### Study questions
A: Translate this sentence from the "Daddy Again?" essay into Spanish: "I like getting to come home to her, attending the teacher's conferences, helping her with homework, and especially answering questions about the world."
B: According to the "Daddy Again?" essay, what did the necklace Kayla received at the wedding ceremony symbolize?
C: Reproduce the part of the "Daddy Again?" essay starting with "Daddy Again?" and going on through "than anyone else's.".

Given passage: Begin

Daddy Again?

On February 13, when I announced, "I'm a daddy again!" many of my friends, family, and co-workers asked how "again" was possible.  "You just have a step-daughter, not your own, right?"  I find this an odd reaction, because it's not as though my step-daughter spends six months of the year with her biological father.  Were she my adopted daughter, I doubt anyone would express the same qualifications: "She's just your adopted daughter, right?  Not yours?"  I don't fault anyone for feeling this way, really.  It's more of a testament to me and my feelings of attachment than anyone else's.


However, this gets to something that I've felt for nearly 5 years now: Kayla is my daughter as much as if she had been born a part of me.  There's a great picture of her receiving a necklace from her mother and me at our wedding ceremony, a necklace symbolizing my promise to care for her as though she were my own. It's a gesture I took seriously before I gave it to her, and it's something I've been worrying about since my wife became pregnant.  Being the oldest of five, I got used to the idea of not being the only kid in the room, and I worried about how Kayla would adjust.

I've long relished the moments I've shared with my daughter.  (I long ago dropped the "step" from her title.)  I like getting to come home to her, attending the teacher's conferences, helping her with homework, and especially answering questions about the world.  I'd prefer questions about politicians and science to boys and biology, but it's my job as a dad to help her understand and navigate our complex world.  Sometimes, I get a hug out of it, and that's pretty rewarding all its own.

Given passage: End
Dataset excerpts: Begin

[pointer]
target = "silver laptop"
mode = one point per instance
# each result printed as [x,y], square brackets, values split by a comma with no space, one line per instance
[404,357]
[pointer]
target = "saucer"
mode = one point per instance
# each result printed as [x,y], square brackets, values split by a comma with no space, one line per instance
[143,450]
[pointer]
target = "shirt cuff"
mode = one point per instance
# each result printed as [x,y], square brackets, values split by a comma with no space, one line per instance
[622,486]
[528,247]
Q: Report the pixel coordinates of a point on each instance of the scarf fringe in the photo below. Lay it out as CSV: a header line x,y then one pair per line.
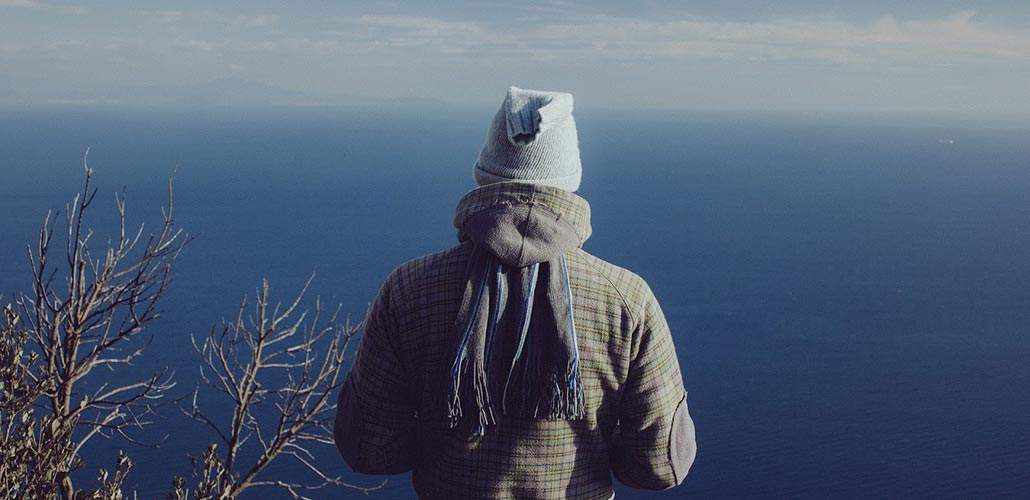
x,y
560,397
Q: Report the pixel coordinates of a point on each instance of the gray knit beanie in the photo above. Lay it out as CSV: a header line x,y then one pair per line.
x,y
531,139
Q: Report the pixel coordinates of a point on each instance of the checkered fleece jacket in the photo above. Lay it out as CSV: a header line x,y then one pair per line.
x,y
391,415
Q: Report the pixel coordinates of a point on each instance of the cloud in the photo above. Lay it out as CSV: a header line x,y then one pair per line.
x,y
20,3
69,9
820,39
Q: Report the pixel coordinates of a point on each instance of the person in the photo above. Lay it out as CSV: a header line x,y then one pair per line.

Dataset excerpts: End

### Written answers
A: Me gusta volver a casa con ella, asistir a las reuniones con los maestros, ayudarla con la tarea y, sobre todo, responder preguntas sobre el mundo.

B: It symbolized the writer's promise to care for Kayla as though she were the writer's own.

C:
Daddy Again?

On February 13, when I announced, "I'm a daddy again!" many of my friends, family, and co-workers asked how "again" was possible.  "You just have a step-daughter, not your own, right?"  I find this an odd reaction, because it's not as though my step-daughter spends six months of the year with her biological father.  Were she my adopted daughter, I doubt anyone would express the same qualifications: "She's just your adopted daughter, right?  Not yours?"  I don't fault anyone for feeling this way, really.  It's more of a testament to me and my feelings of attachment than anyone else's.